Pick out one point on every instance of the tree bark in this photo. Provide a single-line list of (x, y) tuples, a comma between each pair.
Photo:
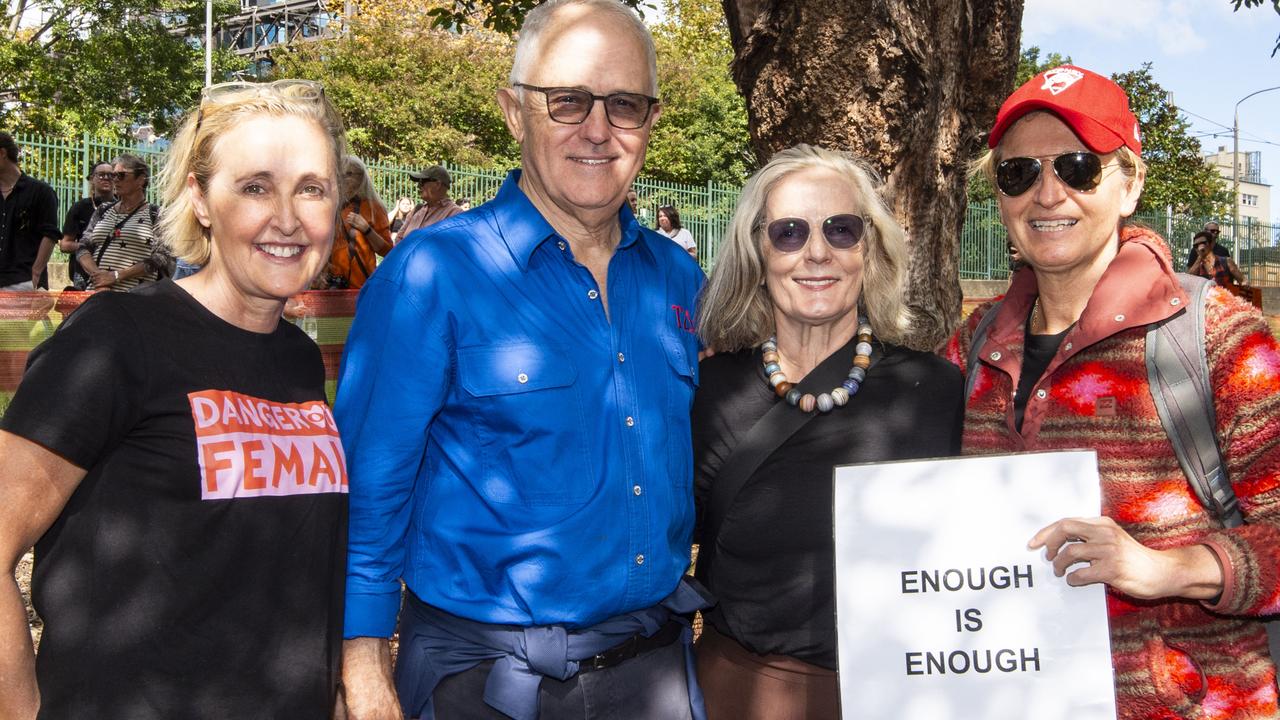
[(912, 87)]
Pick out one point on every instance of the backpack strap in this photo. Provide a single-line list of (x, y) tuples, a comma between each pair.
[(1178, 374), (976, 342)]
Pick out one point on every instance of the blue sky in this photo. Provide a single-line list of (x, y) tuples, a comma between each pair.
[(1201, 51)]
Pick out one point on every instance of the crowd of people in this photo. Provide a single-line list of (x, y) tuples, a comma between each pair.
[(543, 404)]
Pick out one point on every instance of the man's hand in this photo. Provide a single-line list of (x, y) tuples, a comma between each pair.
[(1112, 556), (366, 679)]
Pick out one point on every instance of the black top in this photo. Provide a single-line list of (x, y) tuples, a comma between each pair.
[(27, 215), (1037, 352), (197, 570), (775, 565)]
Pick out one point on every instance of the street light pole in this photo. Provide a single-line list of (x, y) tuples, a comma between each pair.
[(209, 42), (1235, 172)]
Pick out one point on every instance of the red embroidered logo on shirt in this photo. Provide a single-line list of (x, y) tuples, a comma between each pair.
[(251, 447), (684, 319)]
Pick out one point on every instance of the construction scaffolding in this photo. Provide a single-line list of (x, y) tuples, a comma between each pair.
[(263, 26)]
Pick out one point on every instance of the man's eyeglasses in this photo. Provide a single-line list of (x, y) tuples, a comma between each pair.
[(1079, 171), (570, 105), (240, 90), (842, 232)]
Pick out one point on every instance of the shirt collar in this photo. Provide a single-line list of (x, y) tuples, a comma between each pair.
[(524, 228)]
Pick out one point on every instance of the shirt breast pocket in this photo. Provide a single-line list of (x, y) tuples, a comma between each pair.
[(530, 414), (680, 401)]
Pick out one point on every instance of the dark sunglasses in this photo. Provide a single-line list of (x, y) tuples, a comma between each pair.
[(842, 232), (1079, 171), (570, 105)]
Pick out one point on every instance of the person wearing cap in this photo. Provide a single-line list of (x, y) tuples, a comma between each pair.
[(1208, 264), (1063, 367), (433, 187), (1212, 231)]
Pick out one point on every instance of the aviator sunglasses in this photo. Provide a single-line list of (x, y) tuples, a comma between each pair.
[(1078, 171), (790, 235), (571, 105)]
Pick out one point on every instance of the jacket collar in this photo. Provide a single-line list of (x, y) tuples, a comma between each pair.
[(1138, 287)]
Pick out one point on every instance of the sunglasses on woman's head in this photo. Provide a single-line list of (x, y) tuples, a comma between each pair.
[(1078, 171), (842, 232)]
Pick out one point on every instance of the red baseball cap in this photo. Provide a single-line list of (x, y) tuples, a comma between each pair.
[(1093, 106)]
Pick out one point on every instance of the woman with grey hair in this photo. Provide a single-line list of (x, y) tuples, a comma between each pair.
[(805, 310)]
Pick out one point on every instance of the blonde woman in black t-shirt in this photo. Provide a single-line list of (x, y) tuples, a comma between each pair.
[(186, 492), (805, 311)]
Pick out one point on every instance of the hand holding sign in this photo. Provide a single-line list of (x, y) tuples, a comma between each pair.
[(1114, 557)]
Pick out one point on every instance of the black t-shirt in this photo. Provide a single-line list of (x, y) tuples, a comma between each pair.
[(27, 215), (1038, 350), (775, 570), (197, 570)]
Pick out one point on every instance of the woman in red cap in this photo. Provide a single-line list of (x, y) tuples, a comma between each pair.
[(1061, 364)]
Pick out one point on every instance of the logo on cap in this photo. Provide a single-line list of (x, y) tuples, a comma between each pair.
[(1060, 78)]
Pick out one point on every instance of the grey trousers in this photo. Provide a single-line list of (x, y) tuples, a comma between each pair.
[(648, 687)]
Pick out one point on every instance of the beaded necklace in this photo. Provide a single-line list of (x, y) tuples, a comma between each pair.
[(826, 401)]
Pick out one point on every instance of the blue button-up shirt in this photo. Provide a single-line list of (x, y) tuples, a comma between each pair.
[(516, 455)]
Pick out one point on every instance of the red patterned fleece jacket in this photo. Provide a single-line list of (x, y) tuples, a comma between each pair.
[(1173, 659)]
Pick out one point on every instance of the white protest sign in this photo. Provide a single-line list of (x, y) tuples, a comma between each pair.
[(941, 610)]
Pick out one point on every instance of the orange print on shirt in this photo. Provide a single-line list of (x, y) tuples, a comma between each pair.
[(251, 447)]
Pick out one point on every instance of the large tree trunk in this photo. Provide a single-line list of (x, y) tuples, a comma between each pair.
[(913, 87)]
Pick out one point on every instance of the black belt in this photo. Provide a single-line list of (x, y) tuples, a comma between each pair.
[(631, 647)]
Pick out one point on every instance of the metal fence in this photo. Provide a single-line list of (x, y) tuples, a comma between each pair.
[(705, 210), (984, 244)]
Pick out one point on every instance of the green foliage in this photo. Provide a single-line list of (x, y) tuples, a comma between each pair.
[(103, 67), (412, 94), (1238, 4), (501, 16), (1176, 173), (702, 135)]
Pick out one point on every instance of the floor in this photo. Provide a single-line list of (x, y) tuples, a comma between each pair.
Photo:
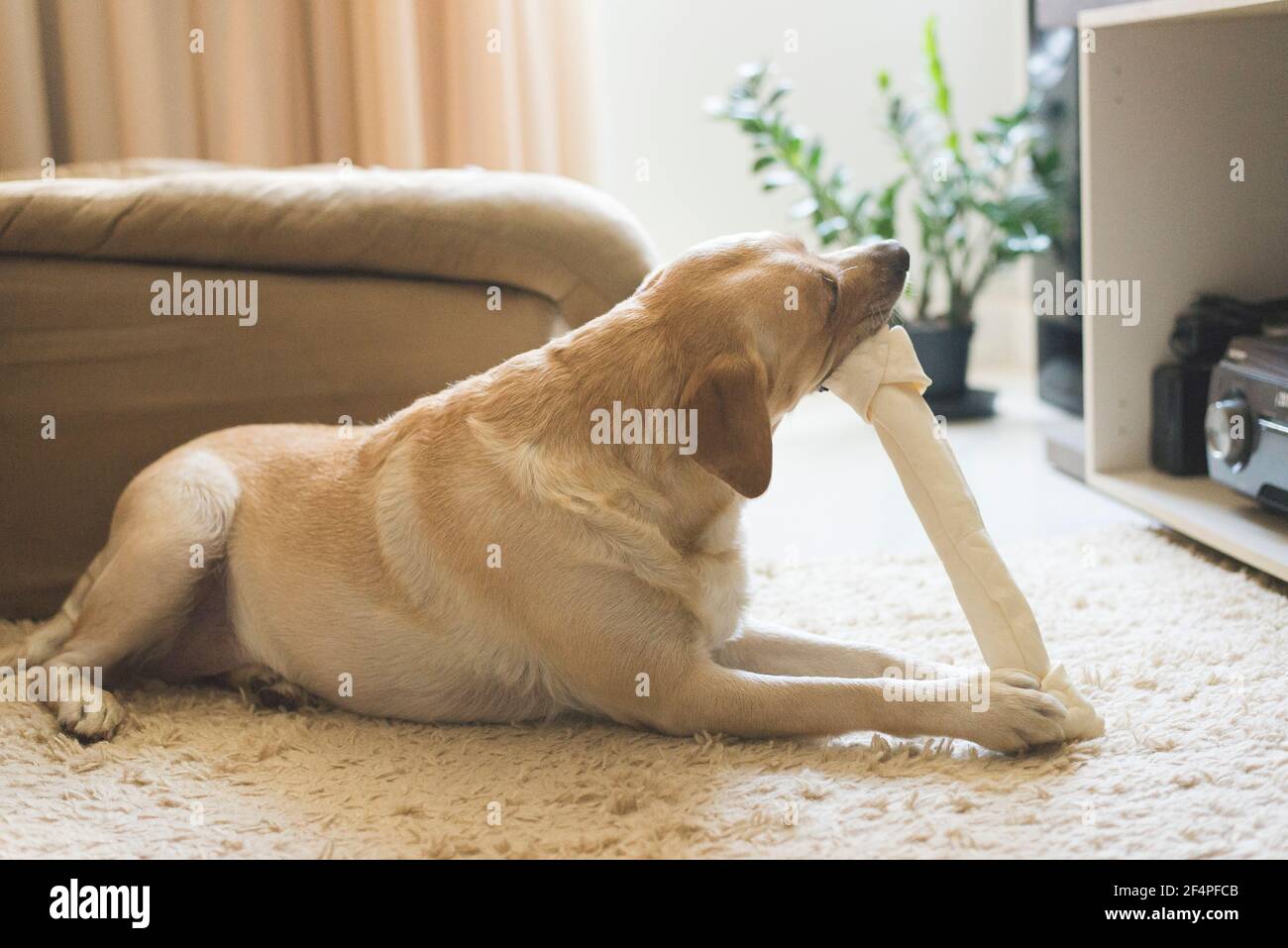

__Exercise__. Print every entry above verbatim but drop the images.

__Output of the exercise__.
Pick out one point on every instance of the tree bark in this photo. Provide a single-line list of (x, y) tuples, a comma between each pair.
Photo:
[(912, 87)]
Pick out one point on every instance of the backpack strap in this photo. Provide a single-line list of (x, y) tuples, a comma between each pair.
[(1178, 374), (976, 342)]
Pick out one point on every instance of the blue sky in this photo. Provide a single-line list of (x, y) tuples, a comma between each pair.
[(1201, 51)]
Pick out one point on every instance of the crowd of people in this photo. Provide a single-line list of (x, y) tuples, a comma between each pair.
[(543, 404)]
Pick out one point on every instance of the man's hand in this photo. Provide a single-line list of (x, y) tuples, a comma between each pair.
[(1112, 556), (366, 679)]
Pick out one point on every instance of the black top in this photo. Provide a single-line list of (x, y) tuples, a comma between each pair.
[(27, 215), (1037, 352), (197, 570), (775, 565)]
Pick out one point on every instance of the street light pole in this photo. Provide a single-line list of (x, y) tuples, a comma between each pair.
[(209, 42), (1235, 172)]
Pick out one point on every instance of the red embroidered logo on shirt in this photo. Provide a single-line list of (x, y) tuples, a comma between each pair.
[(251, 447), (684, 319)]
Pick out one point on every instance of the construction scaffolding in this photo. Provide a single-line list of (x, y) tuples, a comma between each pair.
[(263, 26)]
Pick out one point on every instance of the man's eyeglasses in this photo. Provide a single-line list of (x, y) tuples, a comma between each pair.
[(1079, 171), (570, 105), (240, 90), (842, 232)]
Pick out one point on every instance of the shirt collar in this photo. Provide a single-line list of (x, y) tuples, a comma between each pair.
[(524, 228)]
Pick out one point on every instance of the shirt breast pocket in this photo. Provide a single-line list of (x, y) tuples, a comma between each pair.
[(530, 414), (680, 401)]
Pick out one point on every instance of the dark sunglasses in this photo. Provide a single-line list of (x, y) tuples, a comma between each pair.
[(842, 232), (1079, 171), (570, 105)]
Pick out one point on every instance of the person wearing cap in this photo. Provide a single-line list of (x, y) tuples, a comma between each pair.
[(1208, 264), (1063, 367), (433, 187), (1212, 231)]
Pick out one point on every instance of the aviator sunglasses in this photo. Provide a single-line list of (x, y) tuples, a comma between each pair.
[(1078, 171), (790, 235), (571, 105)]
Pick out one point on every instance of the jacket collar in this photo. Provide a single-line list of (x, y) tuples, a comma between each pair.
[(1138, 287)]
Pick out one point on every instance of the sunglasses on woman's head in this photo. Provide a single-line list of (x, y) tuples, a comma between each pair.
[(1078, 171), (842, 232)]
Pick out one point on every instance of the red baseball cap in this photo. Provide a single-line list of (x, y) tuples, a comma between each pair.
[(1093, 106)]
Pick out one point on every instance of the woman with grey hair in this photo. Provide a single-line list of (x, y) tuples, a comma between each pair.
[(805, 310)]
Pick out one point on every instance of the blonde woman in black t-shirt in this photo. Provide a single-line list of (x, y) tuples, a comma between each pair.
[(186, 492), (805, 311)]
Pick out one point on every instance of the hand holding sign in this photo. Provide a single-line list of (x, y) tuples, a comma between each pair.
[(1114, 557)]
Pick out one point on every instance of the black t-shirt in this photo. Provide a single-line list of (x, y) tuples, a comma between each pair.
[(27, 215), (1038, 350), (775, 570), (197, 570)]
Pick out one point on every instance of the woman in red cap in this photo. Provide a single-line list of (x, y) tuples, a comma between each pair.
[(1061, 364)]
Pick out one point on every instance of the logo on cap in this photo. Provide a single-line list of (x, y) tuples, a comma between each pair.
[(1060, 78)]
Pick out one point on every instance of the grey trousers in this photo. Provide a single-line list of (x, y) tuples, a comma between each pair.
[(648, 687)]
Pick out one point on every instance of the beaded necklace in this photo. Provide a single-line list of (x, y) tuples, a comma between each pair.
[(826, 401)]
Pick out one point on every instance of the blue button-up shirt in this photo. Provide a single-line list of (x, y) tuples, a comma between each pair.
[(516, 455)]
Pick out one point on every instance of the red patterned fleece jacket in this photo. Provide a single-line list of (x, y) tuples, a comma between each pair.
[(1173, 659)]
Pick out one point on every instance of the white protest sign in this photo. Provide a single-line list of (x, y) tuples, a comma between each pair.
[(941, 610)]
Pick out one point on every instance of the orange print on shirt in this photo. Provide a single-line list of (x, y) tuples, a comma between each pair.
[(251, 447)]
Pick out one point on every instance of the large tree trunk in this photo. Provide a single-line list of (x, y) tuples, a comma between each pair.
[(913, 87)]
Pick out one point on every instance of the black belt in this photo. Provide a single-line list of (x, y) tuples, a comma between each pair.
[(631, 647)]
Pick out one point on every instance of the metal fence in this photo. Provide a single-line list of (x, y) tuples, a comma between each pair.
[(705, 210), (984, 244)]
Pick out one point on every instance of the green foliage in this photo. Provide a single-line list of (x, y) tuples, a comma between each pair.
[(103, 67), (412, 94), (1238, 4), (501, 16), (1176, 173), (702, 135)]
Pick out one point on every instance of the floor in this photo. Provide a single-line list of (x, y) tuples, a comma between each pair.
Photo:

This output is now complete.